**DOCUMENT TEXT:**
Chain Rule
Composition of Functions
We define a composite (or
compound) function of $x$ as a function that is "composed" of two
functions; one function depends on the other function that
depends on $x$, namely $y= f(g(x))$. The notation you
may have seen before is $y=(f \circ g)(x)=f(g(x))$. Suppose
that we have variables $x$, $y$, and $u$, and that $y = f(u)$ and $u
= g(x)$. (Previously we called $u=g(x)$ the inside part of $f(g(x))$.) Then $f$
is a composite function of $x$.
DO: Find $f$ and $g$
and write as $f(g(x))$ in the following examples in order to
familiarize yourself with the notation. Determine the
inside part and outside part of each.
Examples
 $y=\sin(x^2)$ is a composite function with $u=x^2$ and
$y=\sin(u)$.
 $y=\sin^2(x)$ is a composite function with $u=\sin(x)$ and
$y=u^2$.
 $y=e^{3x}$ is a composite function with $u=3x$ and $y=e^u$.
 $y=(x^2 + 4x + 7)^5$ is a composite function with $u=x^2 + 4x
+ 7$ and $y=u^5$.
Version 2 of the chain rule says that
$$\frac{dy}{dx}
= \frac{dy}{du} \frac{du}{dx}$$ 
Note that $\displaystyle \frac{dy}{dx}$ is the same as
$\displaystyle{\frac{d}{dx}\Big(f\big(g(x)\big)\Big)}$, that
$\displaystyle{\frac{dy}{du}} = f'(u)=f'(g(x))$, and that
$\displaystyle{\frac{du}{dx}}$ is the same thing as $g'(x)$. So
Version 2 says the exact same thing as Version 1.

**SHORT EXERCISE 1:**
In the chain rule text, what are $u$ and $y$ for the composite function $y=e^{3x}$?
**SHORT EXERCISE 2:**
Write what comes next in the chain rule text, picking up after its final sentence.
The material isn't needed here.

Stored data:

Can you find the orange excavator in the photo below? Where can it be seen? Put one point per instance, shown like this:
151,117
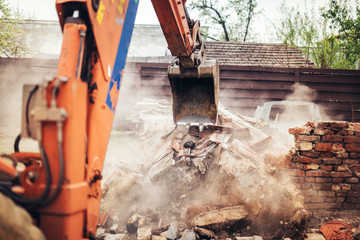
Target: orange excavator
71,115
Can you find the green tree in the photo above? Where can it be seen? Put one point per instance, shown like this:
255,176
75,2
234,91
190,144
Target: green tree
226,20
345,20
316,33
10,36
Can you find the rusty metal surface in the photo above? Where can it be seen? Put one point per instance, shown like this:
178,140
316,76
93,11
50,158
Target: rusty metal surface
195,93
244,88
241,88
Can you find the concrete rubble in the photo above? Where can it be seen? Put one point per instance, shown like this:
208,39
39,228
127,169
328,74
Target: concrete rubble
227,181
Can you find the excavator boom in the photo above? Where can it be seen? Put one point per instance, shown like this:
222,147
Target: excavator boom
194,80
71,114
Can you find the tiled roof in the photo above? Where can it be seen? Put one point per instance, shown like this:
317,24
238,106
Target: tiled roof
257,54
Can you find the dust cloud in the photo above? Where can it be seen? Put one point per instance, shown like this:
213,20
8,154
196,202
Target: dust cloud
142,176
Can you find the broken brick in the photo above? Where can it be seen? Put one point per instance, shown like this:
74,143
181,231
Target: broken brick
351,139
337,147
332,138
304,146
323,147
309,160
307,138
303,130
352,147
311,166
318,131
331,161
338,180
339,125
352,180
318,173
341,174
341,168
327,168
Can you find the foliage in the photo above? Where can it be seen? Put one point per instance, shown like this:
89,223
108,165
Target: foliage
346,21
228,20
10,36
321,36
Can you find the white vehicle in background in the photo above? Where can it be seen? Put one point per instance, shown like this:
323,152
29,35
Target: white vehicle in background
277,117
287,113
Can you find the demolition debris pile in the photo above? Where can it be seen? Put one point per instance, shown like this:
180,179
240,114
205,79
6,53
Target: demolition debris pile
224,181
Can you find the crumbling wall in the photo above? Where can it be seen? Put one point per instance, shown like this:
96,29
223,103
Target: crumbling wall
326,166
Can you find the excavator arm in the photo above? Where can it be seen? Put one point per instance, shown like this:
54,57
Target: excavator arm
71,115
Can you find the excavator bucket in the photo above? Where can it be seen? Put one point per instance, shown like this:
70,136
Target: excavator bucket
195,93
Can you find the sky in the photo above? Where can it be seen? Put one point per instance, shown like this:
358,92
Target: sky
45,10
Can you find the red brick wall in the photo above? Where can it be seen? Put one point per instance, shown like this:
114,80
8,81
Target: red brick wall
326,167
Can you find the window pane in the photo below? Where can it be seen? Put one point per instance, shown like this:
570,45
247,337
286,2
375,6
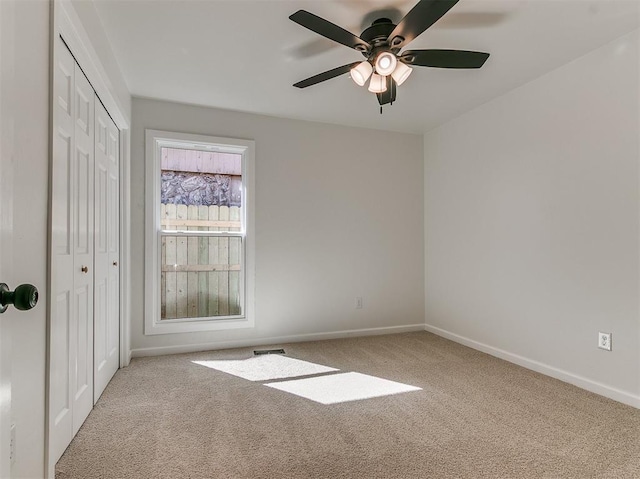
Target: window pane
200,276
191,182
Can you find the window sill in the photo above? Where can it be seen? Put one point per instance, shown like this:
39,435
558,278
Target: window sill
196,325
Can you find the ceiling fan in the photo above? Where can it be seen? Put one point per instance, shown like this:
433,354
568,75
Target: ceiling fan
381,44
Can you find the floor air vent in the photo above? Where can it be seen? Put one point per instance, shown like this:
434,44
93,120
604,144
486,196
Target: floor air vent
260,352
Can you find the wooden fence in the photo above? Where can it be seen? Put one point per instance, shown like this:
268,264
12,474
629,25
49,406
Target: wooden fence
200,275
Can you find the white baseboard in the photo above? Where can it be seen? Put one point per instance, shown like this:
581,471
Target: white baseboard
243,343
624,397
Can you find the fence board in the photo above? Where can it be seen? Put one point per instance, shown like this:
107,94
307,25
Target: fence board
203,260
192,259
213,259
171,301
182,305
223,258
234,259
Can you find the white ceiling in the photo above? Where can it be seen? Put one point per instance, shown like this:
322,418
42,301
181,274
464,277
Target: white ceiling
245,55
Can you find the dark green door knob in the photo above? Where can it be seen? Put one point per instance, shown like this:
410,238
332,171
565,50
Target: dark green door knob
23,298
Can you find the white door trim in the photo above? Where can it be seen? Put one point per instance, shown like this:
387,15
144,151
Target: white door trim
65,23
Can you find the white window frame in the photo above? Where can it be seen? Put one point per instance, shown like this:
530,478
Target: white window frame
155,141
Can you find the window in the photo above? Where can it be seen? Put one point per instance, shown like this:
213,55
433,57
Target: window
199,256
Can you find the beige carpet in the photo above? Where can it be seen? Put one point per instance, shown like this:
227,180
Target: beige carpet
475,417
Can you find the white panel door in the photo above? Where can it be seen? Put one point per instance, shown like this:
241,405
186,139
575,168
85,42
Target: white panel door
72,247
107,290
83,229
6,223
63,311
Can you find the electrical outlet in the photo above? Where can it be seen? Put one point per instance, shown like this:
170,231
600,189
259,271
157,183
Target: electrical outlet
358,302
12,445
604,341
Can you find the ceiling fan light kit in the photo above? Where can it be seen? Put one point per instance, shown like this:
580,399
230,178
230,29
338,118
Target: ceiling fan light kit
361,73
378,84
401,73
386,63
381,44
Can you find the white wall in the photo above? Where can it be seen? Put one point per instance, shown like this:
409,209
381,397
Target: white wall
532,208
339,214
119,97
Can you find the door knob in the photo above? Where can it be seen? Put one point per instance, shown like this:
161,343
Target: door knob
23,298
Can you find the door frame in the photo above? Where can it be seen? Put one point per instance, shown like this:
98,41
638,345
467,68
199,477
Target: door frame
66,23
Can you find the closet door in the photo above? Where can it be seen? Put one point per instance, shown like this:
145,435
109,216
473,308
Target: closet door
71,329
83,226
107,252
62,290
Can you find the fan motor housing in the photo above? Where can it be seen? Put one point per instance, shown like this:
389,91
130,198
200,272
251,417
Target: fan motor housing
376,35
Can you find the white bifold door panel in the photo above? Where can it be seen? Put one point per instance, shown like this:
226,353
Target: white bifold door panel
84,282
107,252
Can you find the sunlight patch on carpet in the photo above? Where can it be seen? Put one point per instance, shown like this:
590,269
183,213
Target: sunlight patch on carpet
337,388
267,367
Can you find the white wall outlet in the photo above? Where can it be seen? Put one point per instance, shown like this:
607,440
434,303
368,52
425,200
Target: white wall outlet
604,341
12,445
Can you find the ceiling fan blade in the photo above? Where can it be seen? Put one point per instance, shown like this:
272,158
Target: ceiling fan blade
444,58
328,75
329,30
424,14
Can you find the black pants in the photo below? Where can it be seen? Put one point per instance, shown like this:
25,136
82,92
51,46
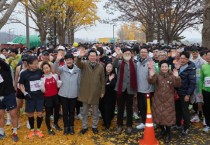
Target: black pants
68,106
206,107
182,111
52,108
107,107
142,105
125,99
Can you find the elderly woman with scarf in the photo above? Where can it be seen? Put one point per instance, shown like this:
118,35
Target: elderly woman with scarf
126,87
163,105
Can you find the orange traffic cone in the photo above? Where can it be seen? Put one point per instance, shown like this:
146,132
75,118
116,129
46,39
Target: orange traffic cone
149,133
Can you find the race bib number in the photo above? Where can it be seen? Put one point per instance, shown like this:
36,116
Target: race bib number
207,82
34,85
1,79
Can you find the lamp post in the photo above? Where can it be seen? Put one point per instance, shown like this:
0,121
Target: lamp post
27,26
113,33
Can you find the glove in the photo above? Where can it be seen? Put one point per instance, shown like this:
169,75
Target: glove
27,96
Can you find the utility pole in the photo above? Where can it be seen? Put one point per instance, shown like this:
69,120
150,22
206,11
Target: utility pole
27,27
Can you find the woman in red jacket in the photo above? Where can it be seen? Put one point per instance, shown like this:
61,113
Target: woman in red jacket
49,86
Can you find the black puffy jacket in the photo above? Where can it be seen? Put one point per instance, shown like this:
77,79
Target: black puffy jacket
188,80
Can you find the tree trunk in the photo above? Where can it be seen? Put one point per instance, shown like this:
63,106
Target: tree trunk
206,25
8,12
71,33
43,37
149,32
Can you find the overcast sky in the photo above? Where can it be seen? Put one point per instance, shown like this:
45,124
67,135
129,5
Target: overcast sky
92,33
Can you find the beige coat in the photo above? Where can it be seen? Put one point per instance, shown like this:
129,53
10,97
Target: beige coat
92,83
163,104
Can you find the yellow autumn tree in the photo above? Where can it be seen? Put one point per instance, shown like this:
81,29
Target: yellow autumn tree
68,16
132,32
73,15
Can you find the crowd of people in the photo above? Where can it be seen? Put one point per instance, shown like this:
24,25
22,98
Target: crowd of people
102,79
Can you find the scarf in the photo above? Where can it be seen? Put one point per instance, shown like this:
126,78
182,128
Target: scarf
133,81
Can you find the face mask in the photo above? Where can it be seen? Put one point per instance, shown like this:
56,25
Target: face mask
126,58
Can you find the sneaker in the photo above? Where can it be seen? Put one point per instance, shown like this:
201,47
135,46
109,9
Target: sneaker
135,116
140,126
39,134
195,119
28,125
15,137
8,122
206,129
31,134
185,132
57,127
2,136
204,122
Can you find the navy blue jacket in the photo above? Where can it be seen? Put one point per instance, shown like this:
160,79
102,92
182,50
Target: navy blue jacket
188,80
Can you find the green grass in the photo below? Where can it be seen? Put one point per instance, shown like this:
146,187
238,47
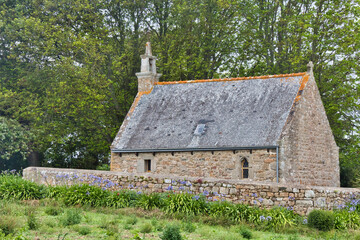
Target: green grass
126,223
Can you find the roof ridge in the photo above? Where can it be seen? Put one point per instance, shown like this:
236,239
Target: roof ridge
232,79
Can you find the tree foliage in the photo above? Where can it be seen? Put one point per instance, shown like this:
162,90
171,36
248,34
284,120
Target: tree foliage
14,144
68,67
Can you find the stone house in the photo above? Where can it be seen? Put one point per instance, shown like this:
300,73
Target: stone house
264,129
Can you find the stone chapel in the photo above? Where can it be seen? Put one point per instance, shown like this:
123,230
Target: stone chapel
265,128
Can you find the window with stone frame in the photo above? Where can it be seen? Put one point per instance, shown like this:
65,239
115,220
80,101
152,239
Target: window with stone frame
244,168
147,165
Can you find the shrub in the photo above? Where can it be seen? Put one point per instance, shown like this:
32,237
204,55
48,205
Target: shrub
71,217
188,227
122,199
83,230
245,232
171,232
7,224
132,220
151,201
322,220
85,195
345,219
15,187
32,222
185,203
146,228
53,211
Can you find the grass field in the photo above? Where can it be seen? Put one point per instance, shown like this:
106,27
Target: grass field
50,219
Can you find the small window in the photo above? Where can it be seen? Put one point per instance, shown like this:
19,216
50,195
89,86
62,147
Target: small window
147,165
244,168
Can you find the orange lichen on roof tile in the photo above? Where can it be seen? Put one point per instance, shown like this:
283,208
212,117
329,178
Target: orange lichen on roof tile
233,79
304,80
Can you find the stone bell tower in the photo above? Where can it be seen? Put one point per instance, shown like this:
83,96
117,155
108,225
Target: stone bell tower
147,75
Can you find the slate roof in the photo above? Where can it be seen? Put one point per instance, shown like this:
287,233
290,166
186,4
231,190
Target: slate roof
221,113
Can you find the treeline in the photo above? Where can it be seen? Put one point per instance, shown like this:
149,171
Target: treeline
67,67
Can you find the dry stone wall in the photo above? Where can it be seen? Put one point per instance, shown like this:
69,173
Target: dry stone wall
299,198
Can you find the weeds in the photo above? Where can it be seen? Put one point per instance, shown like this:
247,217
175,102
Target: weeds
71,217
8,224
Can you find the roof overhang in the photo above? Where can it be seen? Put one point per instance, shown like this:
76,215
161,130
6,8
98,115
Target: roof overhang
191,149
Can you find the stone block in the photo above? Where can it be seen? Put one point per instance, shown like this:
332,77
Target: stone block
305,203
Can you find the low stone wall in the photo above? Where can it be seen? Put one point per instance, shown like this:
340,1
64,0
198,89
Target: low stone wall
302,199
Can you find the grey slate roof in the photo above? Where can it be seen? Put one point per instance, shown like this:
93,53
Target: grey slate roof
213,114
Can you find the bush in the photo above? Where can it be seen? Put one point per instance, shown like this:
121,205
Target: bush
171,232
32,222
151,201
13,186
132,220
322,220
185,203
122,199
71,217
84,230
7,224
53,211
85,195
146,228
189,227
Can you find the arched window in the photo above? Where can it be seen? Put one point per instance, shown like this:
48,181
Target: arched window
244,168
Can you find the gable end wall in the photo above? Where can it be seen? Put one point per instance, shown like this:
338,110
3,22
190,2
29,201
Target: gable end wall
308,152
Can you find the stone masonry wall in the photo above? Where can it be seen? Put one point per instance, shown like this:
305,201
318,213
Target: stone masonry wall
308,151
299,198
204,164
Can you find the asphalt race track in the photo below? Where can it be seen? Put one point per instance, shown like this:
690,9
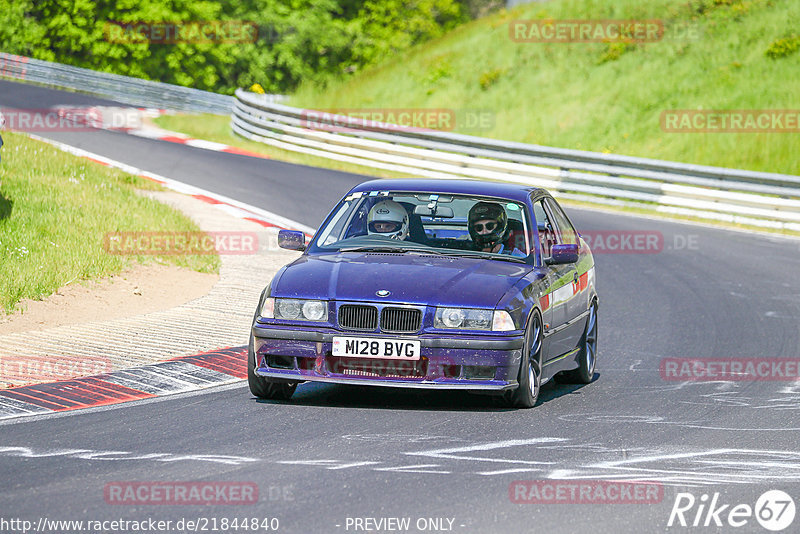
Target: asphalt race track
336,454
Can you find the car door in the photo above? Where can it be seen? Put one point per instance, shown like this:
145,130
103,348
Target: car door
559,283
571,304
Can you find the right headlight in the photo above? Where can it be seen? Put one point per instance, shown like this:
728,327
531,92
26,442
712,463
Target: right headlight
472,319
298,309
466,319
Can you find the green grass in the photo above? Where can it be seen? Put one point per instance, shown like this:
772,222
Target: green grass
600,96
55,210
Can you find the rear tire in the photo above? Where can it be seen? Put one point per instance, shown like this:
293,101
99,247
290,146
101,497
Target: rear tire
265,388
587,357
530,367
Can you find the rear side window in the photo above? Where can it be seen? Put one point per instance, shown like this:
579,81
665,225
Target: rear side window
565,232
547,236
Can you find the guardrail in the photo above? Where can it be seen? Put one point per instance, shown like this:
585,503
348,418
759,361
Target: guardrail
732,195
124,89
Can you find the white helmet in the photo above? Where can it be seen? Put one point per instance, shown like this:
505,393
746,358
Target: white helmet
389,219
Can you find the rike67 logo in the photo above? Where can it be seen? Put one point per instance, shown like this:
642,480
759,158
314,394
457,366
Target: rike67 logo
774,510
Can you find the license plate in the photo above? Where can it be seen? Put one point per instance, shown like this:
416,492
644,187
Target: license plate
364,347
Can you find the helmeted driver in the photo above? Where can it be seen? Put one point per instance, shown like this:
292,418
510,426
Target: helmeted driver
488,223
389,219
487,226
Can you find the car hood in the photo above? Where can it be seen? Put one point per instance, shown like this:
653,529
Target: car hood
410,278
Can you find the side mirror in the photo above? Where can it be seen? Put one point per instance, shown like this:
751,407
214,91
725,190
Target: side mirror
561,254
292,240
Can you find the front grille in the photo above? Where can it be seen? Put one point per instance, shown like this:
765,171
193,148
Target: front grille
400,320
358,317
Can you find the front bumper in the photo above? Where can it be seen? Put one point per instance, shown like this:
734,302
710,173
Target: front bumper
469,362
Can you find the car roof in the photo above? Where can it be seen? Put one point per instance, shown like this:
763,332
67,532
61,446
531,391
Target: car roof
510,191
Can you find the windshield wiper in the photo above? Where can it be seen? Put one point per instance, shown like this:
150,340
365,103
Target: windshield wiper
476,254
377,249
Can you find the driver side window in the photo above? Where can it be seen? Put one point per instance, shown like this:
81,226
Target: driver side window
547,235
565,232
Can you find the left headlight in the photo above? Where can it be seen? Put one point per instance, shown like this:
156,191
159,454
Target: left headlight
471,319
299,309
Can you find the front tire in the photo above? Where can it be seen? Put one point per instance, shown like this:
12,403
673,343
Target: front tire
265,388
530,368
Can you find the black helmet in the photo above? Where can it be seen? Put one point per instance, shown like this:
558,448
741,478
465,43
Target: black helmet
487,211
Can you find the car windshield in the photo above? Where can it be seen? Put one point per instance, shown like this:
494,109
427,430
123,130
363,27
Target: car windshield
440,223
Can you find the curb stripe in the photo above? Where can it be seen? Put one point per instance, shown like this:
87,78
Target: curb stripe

**EXERCISE ANSWER 1:**
$u=3x$ and $y=e^u$.

**EXERCISE ANSWER 2:**
Let's see how it applies to our examples above.
DO: After looking at
the first example, try to do others before looking at the
solutions. You will learn much more by trying and doing
than by reading. While you read, write down what you are
thinking and what is happening.
Example 1: If $y=\sin(x^2)$, then $u=x^2$ so that
$y=\sin(u)$.
Then $\dfrac{du}{dx} =2x$, and $\dfrac{dy}{du}=\cos(u)$. All
together, we have $$ \frac{dy}{dx} =
\frac{dy}{du}\frac{du}{dx}=\cos(u)\cdot2x = \cos(x^2)\cdot
2x.$$
Example 2: If $y = \sin^2(x)$, then $u=\sin(x)$ so that
$y=u^2$.
Then $\dfrac{du}{dx}=\cos(x)$, and $\dfrac{dy}{du}=2u$. All
together, we have $$\frac{dy}{dx} =
\frac{dy}{du}\frac{du}{dx}=2u\cdot \cos(x) = 2\sin(x)\cos(x).$$
Example 3: If $y=e^{3x}$, then $u=3x$ so that $y=e^u$.
Then $\dfrac{du}{dx}=3$, and $\dfrac{dy}{du}=e^u$. All together, we
have $$\frac{dy}{dx}= \frac{dy}{du}\frac{du}{dx} =e^u\cdot3 = 3
e^{3x}.$$
Example 4: If $y=(x^2 + 4x + 7)^5$, then $u=x^2+4x + 7$ so
that $y=u^5$.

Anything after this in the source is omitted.